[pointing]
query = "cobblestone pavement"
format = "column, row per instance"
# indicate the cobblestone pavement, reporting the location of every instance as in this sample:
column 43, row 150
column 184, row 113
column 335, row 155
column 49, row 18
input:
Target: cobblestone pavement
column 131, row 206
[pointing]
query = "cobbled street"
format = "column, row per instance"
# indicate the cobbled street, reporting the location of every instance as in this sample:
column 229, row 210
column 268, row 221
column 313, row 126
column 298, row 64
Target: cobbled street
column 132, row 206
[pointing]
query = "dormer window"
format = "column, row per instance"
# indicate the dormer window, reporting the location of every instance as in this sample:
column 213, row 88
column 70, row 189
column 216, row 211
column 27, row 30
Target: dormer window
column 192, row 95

* * *

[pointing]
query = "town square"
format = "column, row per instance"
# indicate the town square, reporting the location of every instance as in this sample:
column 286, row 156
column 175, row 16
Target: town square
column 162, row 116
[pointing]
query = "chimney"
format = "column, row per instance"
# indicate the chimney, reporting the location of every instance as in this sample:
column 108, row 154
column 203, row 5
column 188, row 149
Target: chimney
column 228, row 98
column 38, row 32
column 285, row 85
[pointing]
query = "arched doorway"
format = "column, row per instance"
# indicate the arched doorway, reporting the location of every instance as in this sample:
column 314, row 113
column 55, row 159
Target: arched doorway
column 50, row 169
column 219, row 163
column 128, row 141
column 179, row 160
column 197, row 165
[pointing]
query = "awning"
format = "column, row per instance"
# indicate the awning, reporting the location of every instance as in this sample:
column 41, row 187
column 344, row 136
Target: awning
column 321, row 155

--

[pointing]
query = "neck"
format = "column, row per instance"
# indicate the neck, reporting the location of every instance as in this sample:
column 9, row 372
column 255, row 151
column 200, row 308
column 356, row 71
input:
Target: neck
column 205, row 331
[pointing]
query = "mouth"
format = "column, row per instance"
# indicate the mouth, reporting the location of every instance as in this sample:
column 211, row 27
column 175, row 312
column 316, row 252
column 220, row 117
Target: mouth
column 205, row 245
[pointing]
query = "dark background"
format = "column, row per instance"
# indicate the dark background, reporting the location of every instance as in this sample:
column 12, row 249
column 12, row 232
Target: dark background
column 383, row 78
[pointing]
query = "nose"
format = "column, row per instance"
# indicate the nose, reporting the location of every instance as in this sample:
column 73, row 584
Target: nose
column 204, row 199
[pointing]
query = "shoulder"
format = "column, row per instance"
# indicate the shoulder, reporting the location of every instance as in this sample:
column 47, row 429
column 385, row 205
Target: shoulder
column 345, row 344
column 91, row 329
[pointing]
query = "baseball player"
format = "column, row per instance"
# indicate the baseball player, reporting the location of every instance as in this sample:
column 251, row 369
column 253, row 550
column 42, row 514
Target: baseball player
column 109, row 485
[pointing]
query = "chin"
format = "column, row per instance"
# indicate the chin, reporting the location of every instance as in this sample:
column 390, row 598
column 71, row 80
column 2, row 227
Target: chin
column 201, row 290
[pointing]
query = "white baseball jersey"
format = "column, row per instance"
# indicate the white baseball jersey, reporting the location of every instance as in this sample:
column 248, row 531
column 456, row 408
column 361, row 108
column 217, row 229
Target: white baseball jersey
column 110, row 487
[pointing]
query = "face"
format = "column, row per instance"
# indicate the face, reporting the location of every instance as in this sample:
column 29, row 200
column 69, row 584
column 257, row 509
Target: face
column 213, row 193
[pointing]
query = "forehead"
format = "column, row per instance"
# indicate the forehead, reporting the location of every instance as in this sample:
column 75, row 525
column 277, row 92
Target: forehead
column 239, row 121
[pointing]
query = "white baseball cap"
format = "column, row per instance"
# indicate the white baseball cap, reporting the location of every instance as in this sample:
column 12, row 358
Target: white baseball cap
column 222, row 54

■ Task instructions
Only one stretch of the data above is needed. Restate it word for word, from the line containing "column 385, row 205" through the line containing "# indicate the face, reporting", both ends included.

■ Solution for this problem
column 385, row 205
Target: shoulder
column 345, row 344
column 91, row 329
[pointing]
query = "baseball player"
format = "column, row per instance"
# indicate the baseball player, reporting the location of every instance as in this sample:
column 251, row 369
column 253, row 550
column 42, row 514
Target: baseball player
column 109, row 485
[pointing]
query = "chin"
format = "column, row per instance"
# indicate the chin, reporting the location of every instance as in this sample:
column 390, row 598
column 71, row 80
column 2, row 227
Target: chin
column 201, row 290
[pointing]
query = "white baseball jersey"
format = "column, row per instance"
# indicate the white baseball jersey, reporting the location of every instance as in this sample:
column 248, row 531
column 456, row 408
column 361, row 108
column 217, row 229
Target: white baseball jersey
column 110, row 487
[pointing]
query = "face"
format = "column, row per instance"
# indicate the face, reporting the location of every instance as in this sample:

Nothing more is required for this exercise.